++++ Page ++++

The truth is that the two regions are separated from each other only in the topical categories of textbooks. No President can be long in office without discovering that most national policies amount to de facto compromises among the claims of competing interest groups. The very definition of interest and policy in national terms requires integration. The Far East has long been our back door to Europe. Since the beginning of the European war, Europe has been our front door to the Far East. Implicit in the President’s own statement, axiomatic in the logic of his total war policy, was the priority of American aid to Great Britain over all other policies save that of the defense of the United States itself. This has meant that the United States could undertake no action in the Far East that did not synchronize perfectly with the British war effort.

++++

● Problems to solve:
[1] According to the passage on American policy toward the Far East, what has been America's front door to the Far East since the beginning of the European war?
[2] List every country or region named in the passage on American policy toward the Far East.

++++ Records provided ++++

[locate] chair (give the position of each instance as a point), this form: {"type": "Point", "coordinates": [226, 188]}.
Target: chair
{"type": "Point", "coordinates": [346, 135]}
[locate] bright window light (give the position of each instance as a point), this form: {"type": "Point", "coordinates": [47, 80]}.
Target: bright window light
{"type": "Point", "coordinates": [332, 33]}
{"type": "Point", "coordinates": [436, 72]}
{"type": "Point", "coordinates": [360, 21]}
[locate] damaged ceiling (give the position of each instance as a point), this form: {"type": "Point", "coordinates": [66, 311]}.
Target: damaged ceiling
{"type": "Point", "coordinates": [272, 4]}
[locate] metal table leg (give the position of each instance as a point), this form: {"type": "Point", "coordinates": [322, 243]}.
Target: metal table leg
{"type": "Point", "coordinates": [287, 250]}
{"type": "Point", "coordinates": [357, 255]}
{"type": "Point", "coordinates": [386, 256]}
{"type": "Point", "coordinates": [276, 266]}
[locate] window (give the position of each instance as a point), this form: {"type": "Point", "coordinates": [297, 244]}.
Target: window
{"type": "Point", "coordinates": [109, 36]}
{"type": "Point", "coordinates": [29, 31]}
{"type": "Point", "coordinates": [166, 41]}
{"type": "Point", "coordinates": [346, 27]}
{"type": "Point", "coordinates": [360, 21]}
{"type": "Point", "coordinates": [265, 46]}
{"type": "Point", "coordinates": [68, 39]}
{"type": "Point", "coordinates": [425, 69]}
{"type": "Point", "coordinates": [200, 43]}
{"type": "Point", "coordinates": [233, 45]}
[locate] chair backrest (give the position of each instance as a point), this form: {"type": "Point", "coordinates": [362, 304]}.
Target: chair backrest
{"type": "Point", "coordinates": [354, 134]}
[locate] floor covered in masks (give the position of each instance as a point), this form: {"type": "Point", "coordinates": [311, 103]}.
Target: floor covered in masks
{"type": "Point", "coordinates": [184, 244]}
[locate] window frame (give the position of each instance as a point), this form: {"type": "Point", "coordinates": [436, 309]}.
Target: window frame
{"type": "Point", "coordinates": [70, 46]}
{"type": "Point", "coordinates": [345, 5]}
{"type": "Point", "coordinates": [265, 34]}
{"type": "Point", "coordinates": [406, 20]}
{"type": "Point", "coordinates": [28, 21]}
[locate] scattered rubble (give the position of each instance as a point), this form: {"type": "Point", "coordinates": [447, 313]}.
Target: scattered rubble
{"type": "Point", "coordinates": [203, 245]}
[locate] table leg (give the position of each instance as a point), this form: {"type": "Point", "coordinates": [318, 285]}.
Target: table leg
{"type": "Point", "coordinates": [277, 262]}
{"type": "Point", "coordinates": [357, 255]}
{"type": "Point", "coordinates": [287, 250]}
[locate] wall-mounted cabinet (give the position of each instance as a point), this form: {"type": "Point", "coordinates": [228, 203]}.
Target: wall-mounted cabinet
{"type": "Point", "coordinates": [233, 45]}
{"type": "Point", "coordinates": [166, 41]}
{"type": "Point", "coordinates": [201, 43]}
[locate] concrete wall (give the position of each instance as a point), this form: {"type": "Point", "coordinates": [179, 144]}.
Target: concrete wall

++++

● Final results:
[1] Europe.

[2] The Far East, Europe, Great Britain, the United States